Exercise details:
In the essay on financing climate technology, reproduce the passage that begins with "Across our portfolio—and" and ends with "this increasingly clear.", substituting "discovery" for "invention".

Extracted text:
⁂
The Hard Thing about Hard Tech
Financing the Industrial Future of Climate Innovation
Three years ago I moved to Spain and began building Rumbo with a simple conviction: that one of the most meaningful things an investor could do in this decade was to help accelerate the technologies capable of transforming our industrial systems—and addressing climate change.
At the time, climate tech was already attracting growing attention as a new investment frontier. But what fascinated me most was not the trend itself—it was the extraordinary wave of scientific progress quietly unfolding across disciplines.
Advances in electrochemistry, new classes of advanced materials, novel carbon capture processes, breakthroughs in agricultural biology, and entirely new approaches to energy storage and industrial decarbonization were moving from theory into reality. What had long lived in laboratories was beginning to move into the real economy.
Working closely with founders, scientists, and industrial partners over these past years has only reinforced that sense of excitement.
The science is real. The technologies are advancing.
Across our portfolio—and across the broader ecosystem—it has been deeply gratifying to see innovations that once seemed distant begin to find their place in real systems. Technologies that promise to reshape how we produce energy, build materials, grow food, and manage natural resources are no longer theoretical. Many are reaching the stage where they can begin operating at industrial scale.
And that is precisely where the real challenge begins.
Because the hard part of climate tech is not invention.
The hard part is turning breakthrough technologies into real systems.
The hard part is deployment at scale.
From Innovation to Systems
Working with companies in Rumbo’s first fund has made this increasingly clear.
Companies such as Parallel Carbon, Karbon CCS, Rarearth, or Seamoretech operate in very different domains—from carbon removal and industrial decarbonization to rare earth recycling and water desalination.
Yet they share a common characteristic.
They are not software companies that scale primarily through code and servers. They are technologies designed to transform physical systems: industrial processes, supply chains, energy networks, and environmental infrastructure.
Bringing those systems to life requires far more than a breakthrough idea. It requires engineering integration, partnerships with industry, regulatory alignment, and often substantial upfront capital before commercial scale can be achieved.
⁂
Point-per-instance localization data

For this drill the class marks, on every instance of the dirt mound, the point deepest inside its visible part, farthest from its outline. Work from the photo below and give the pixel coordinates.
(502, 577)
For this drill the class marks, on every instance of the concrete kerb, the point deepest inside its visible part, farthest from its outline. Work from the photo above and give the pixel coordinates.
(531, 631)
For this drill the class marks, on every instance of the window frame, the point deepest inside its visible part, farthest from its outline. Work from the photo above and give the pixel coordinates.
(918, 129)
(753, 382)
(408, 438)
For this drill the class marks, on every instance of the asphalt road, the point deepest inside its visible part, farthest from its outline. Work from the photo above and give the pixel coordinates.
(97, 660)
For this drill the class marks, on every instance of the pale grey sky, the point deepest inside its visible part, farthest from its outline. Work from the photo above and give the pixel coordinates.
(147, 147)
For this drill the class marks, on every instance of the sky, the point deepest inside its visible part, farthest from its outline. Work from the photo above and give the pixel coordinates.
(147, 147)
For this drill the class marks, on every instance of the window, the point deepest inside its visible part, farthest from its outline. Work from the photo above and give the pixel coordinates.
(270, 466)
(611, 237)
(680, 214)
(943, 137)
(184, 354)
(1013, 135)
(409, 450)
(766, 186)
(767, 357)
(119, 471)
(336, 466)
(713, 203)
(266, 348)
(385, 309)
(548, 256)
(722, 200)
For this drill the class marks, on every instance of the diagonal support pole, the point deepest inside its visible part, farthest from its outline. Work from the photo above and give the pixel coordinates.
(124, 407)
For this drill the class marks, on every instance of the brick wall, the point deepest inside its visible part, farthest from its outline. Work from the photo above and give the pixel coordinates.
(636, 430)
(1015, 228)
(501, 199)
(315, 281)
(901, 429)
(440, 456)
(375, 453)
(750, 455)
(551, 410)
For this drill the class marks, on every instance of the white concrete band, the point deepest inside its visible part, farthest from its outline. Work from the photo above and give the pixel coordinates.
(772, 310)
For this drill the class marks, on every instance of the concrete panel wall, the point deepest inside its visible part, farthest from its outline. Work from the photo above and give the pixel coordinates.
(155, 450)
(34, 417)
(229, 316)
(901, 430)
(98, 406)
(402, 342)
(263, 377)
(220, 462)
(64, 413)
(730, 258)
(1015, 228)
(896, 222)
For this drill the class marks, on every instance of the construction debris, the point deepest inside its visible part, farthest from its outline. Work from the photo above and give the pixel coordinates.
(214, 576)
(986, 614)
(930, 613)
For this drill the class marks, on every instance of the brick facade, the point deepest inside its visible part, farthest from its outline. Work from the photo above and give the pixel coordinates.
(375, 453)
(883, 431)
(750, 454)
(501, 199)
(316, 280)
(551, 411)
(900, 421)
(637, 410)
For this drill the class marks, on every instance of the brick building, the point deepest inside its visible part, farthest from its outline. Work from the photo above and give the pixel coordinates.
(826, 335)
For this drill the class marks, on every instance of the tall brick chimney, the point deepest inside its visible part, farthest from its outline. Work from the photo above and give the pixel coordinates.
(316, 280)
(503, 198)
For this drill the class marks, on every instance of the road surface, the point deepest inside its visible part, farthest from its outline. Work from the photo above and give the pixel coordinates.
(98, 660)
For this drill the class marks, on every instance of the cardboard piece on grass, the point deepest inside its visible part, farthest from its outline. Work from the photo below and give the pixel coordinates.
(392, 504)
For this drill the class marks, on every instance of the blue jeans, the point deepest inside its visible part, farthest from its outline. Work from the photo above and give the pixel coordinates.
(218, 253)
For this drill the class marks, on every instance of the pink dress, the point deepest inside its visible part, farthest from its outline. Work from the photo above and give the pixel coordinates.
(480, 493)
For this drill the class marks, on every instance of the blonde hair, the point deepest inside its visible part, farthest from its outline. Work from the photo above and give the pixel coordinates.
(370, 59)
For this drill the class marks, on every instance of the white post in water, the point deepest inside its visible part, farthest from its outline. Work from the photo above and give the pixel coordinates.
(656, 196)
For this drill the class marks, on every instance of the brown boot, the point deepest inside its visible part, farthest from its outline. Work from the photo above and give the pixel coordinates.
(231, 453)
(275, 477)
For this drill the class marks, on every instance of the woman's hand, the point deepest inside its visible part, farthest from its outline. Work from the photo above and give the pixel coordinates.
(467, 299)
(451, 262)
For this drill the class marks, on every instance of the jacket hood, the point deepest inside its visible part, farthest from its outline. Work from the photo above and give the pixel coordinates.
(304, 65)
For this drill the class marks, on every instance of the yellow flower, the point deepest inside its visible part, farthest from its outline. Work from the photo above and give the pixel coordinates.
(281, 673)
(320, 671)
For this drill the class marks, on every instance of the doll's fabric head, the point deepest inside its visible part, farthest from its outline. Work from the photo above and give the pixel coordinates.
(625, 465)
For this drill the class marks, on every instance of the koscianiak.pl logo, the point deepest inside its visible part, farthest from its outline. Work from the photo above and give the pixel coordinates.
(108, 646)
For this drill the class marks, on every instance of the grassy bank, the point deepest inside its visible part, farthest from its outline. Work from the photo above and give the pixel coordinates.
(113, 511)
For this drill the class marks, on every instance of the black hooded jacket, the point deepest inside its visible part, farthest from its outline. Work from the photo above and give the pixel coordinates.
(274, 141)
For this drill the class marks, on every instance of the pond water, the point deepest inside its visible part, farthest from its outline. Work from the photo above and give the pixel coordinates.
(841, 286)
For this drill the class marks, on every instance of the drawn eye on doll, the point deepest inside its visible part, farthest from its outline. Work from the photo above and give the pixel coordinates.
⁂
Expected output:
Across our portfolio—and across the broader ecosystem—it has been deeply gratifying to see innovations that once seemed distant begin to find their place in real systems. Technologies that promise to reshape how we produce energy, build materials, grow food, and manage natural resources are no longer theoretical. Many are reaching the stage where they can begin operating at industrial scale.
And that is precisely where the real challenge begins.
Because the hard part of climate tech is not discovery.
The hard part is turning breakthrough technologies into real systems.
The hard part is deployment at scale.
From Innovation to Systems
Working with companies in Rumbo’s first fund has made this increasingly clear.